### DATA SHOWN:
# # # # #

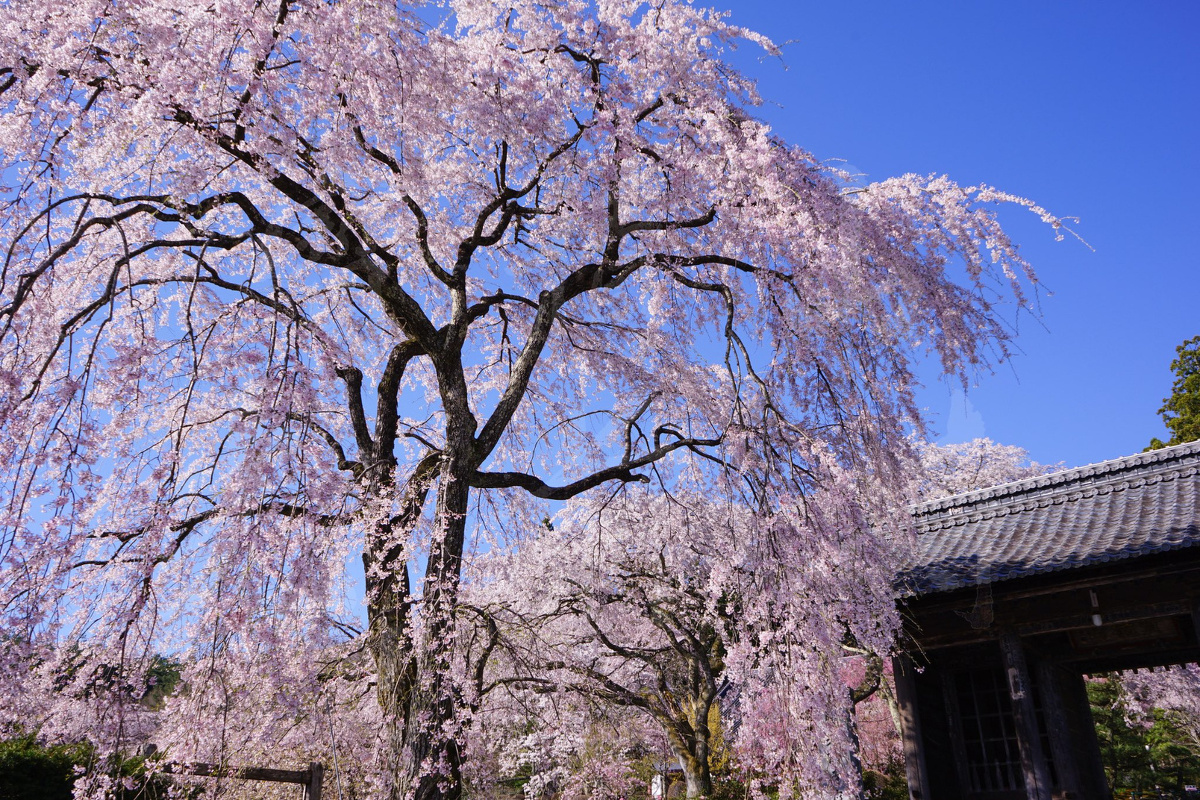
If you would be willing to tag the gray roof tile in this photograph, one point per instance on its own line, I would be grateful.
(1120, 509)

# # # # #

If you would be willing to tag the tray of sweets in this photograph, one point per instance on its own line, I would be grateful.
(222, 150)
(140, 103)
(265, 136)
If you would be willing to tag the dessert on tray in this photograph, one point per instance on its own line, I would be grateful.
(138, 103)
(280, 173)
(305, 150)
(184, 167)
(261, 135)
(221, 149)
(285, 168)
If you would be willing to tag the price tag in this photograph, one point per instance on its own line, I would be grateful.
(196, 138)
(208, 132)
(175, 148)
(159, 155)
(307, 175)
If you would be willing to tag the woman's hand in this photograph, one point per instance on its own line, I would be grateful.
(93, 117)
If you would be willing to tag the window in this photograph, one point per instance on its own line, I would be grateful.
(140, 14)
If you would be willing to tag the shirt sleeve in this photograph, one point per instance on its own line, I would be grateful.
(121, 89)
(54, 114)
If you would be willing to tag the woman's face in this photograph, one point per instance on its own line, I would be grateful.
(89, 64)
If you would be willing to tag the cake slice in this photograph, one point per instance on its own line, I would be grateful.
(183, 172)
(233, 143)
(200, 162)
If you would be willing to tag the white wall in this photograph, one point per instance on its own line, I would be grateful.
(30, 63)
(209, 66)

# # # # #

### GIVEN INSTRUCTION:
Locate each line in the records above that contains the word "photograph" with the same capitalization, and copy those lines.

### SOLUTION TO THIS PROBLEM:
If you would be willing to tag the gray roof tile in this photograph, one point per instance on its own line, I would be grateful.
If you would be willing to tag the tray of sweets in this photograph, one point per instance on its own line, I would be grateful.
If you would be willing to tag the dessert on tray in this photograph, one point per instance on its own line, I would be grateful.
If you would be willing to tag the price tag in this photograph, one point per instance on its own line, I would be grateful.
If you would be willing to tag the woman's hand in this photograph, one point per instance on its own line, I would be grateful.
If you would be willing to tag the window in this photograph, one point per instance on its own line, I would be grateful.
If you would be willing to tag the shirt sleeve in this photograph, one point per instance on its own line, I would be grateful.
If you would be willing to tag the woman's face in this photograph, one point per instance on its own line, I would be grateful.
If you would be willing to tag the cake slice in this photograph, one point per instance on its own line, I would be grateful.
If you would be willing to tag the white wall in this photograph, one point per instance on its own line, I would be grateful.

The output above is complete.